== STATED EXERCISE ==
Write out the whole listing again, exactly as given.

Stored data entries
________________________
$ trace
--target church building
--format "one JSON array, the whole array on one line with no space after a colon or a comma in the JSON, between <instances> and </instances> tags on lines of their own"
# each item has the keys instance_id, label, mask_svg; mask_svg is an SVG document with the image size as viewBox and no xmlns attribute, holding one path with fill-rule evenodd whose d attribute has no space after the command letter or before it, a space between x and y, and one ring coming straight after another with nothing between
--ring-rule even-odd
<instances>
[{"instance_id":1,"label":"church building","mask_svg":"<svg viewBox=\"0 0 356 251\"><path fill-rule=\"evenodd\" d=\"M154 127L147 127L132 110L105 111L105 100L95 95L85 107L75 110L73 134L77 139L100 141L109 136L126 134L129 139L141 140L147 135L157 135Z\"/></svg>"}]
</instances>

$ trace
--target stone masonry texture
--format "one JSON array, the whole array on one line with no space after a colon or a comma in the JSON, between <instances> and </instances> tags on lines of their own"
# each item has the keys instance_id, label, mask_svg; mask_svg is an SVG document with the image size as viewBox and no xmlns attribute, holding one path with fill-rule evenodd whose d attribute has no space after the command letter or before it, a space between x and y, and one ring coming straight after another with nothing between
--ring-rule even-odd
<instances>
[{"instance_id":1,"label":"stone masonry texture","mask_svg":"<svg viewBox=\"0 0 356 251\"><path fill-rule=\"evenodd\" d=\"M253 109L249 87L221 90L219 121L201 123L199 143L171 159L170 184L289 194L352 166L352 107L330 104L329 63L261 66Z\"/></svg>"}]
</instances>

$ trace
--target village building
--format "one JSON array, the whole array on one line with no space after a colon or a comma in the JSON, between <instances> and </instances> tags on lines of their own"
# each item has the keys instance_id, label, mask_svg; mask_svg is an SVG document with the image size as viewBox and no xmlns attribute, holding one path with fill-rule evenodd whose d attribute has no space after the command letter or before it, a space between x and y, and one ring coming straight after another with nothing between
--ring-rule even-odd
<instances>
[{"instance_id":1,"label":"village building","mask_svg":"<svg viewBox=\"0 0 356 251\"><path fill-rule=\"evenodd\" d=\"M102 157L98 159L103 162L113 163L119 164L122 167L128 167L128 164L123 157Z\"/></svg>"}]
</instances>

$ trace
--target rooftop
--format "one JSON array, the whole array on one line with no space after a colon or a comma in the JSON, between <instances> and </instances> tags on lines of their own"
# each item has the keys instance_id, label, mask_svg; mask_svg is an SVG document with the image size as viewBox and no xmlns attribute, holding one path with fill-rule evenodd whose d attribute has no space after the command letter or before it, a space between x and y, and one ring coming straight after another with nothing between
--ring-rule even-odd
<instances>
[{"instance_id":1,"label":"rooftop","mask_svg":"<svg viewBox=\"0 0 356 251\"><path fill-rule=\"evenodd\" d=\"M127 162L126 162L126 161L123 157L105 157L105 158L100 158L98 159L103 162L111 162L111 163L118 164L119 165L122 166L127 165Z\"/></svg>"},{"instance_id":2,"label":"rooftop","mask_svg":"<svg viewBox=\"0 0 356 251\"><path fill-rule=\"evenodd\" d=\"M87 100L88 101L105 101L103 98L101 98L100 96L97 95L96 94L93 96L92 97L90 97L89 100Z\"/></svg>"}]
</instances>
________________________
== FULL RESPONSE ==
$ trace
--target church building
--format "one JSON array, the whole array on one line with no space after a colon or a comma in the JSON, between <instances> and </instances> tags on lines of their own"
# each item has the keys instance_id, label, mask_svg; mask_svg is an SVG document with the image size as viewBox and no xmlns attribute, holding one path with fill-rule evenodd whose d attribute has no space after the command letter or before it, a space between x and y, and one ring coming straight after another with nothing between
--ring-rule even-odd
<instances>
[{"instance_id":1,"label":"church building","mask_svg":"<svg viewBox=\"0 0 356 251\"><path fill-rule=\"evenodd\" d=\"M154 127L147 127L132 110L105 111L105 100L95 95L85 107L75 110L73 134L77 139L100 141L109 136L126 134L129 139L141 140L147 135L157 135Z\"/></svg>"}]
</instances>

$ trace
--target stone masonry texture
--format "one JSON array, the whole array on one line with no space after a colon or a comma in the JSON, between <instances> and </instances> tags on lines of their own"
# each item has the keys instance_id, label, mask_svg; mask_svg is an SVG document with the image size as viewBox and no xmlns attribute, holding one path with fill-rule evenodd whose d attribute has no space after the command letter or before it, a space between x and y, and one ring coming straight after another with nothing between
--ring-rule even-odd
<instances>
[{"instance_id":1,"label":"stone masonry texture","mask_svg":"<svg viewBox=\"0 0 356 251\"><path fill-rule=\"evenodd\" d=\"M253 109L249 87L221 90L219 121L201 123L199 143L171 159L170 184L289 194L352 166L352 107L330 104L329 63L261 66Z\"/></svg>"}]
</instances>

$ trace
--target village building
--format "one JSON array, the whole array on one line with no space after a colon or a comma in the JSON, between <instances> and </instances> tags on lines of their own"
# each item has the keys instance_id, label, mask_svg; mask_svg is an SVG document with the image size as viewBox and no xmlns attribute, holding one path with fill-rule evenodd whose d attribute has no space after the command letter or before it, a space between x and y, and one ring coming straight after another with nothing between
--ring-rule even-odd
<instances>
[{"instance_id":1,"label":"village building","mask_svg":"<svg viewBox=\"0 0 356 251\"><path fill-rule=\"evenodd\" d=\"M102 157L98 159L103 162L113 163L119 164L122 167L128 167L128 164L123 157Z\"/></svg>"}]
</instances>

$ trace
--target rooftop
--format "one JSON array, the whole array on one line with no space after a colon or a comma in the JSON, between <instances> and </instances> tags on lines of their own"
# each item has the keys instance_id, label, mask_svg; mask_svg is an SVG document with the image size as viewBox and no xmlns attribute, holding one path with fill-rule evenodd whose d attribute has no space after the command letter or before it, a space between x and y, and one ring coming straight after another with nothing between
--ring-rule even-odd
<instances>
[{"instance_id":1,"label":"rooftop","mask_svg":"<svg viewBox=\"0 0 356 251\"><path fill-rule=\"evenodd\" d=\"M127 162L126 162L126 161L123 157L105 157L105 158L100 158L98 159L103 162L111 162L111 163L118 164L119 165L122 166L127 165Z\"/></svg>"},{"instance_id":2,"label":"rooftop","mask_svg":"<svg viewBox=\"0 0 356 251\"><path fill-rule=\"evenodd\" d=\"M87 100L88 101L105 101L103 98L101 98L100 96L97 95L96 94L93 96L92 97L90 97L89 100Z\"/></svg>"}]
</instances>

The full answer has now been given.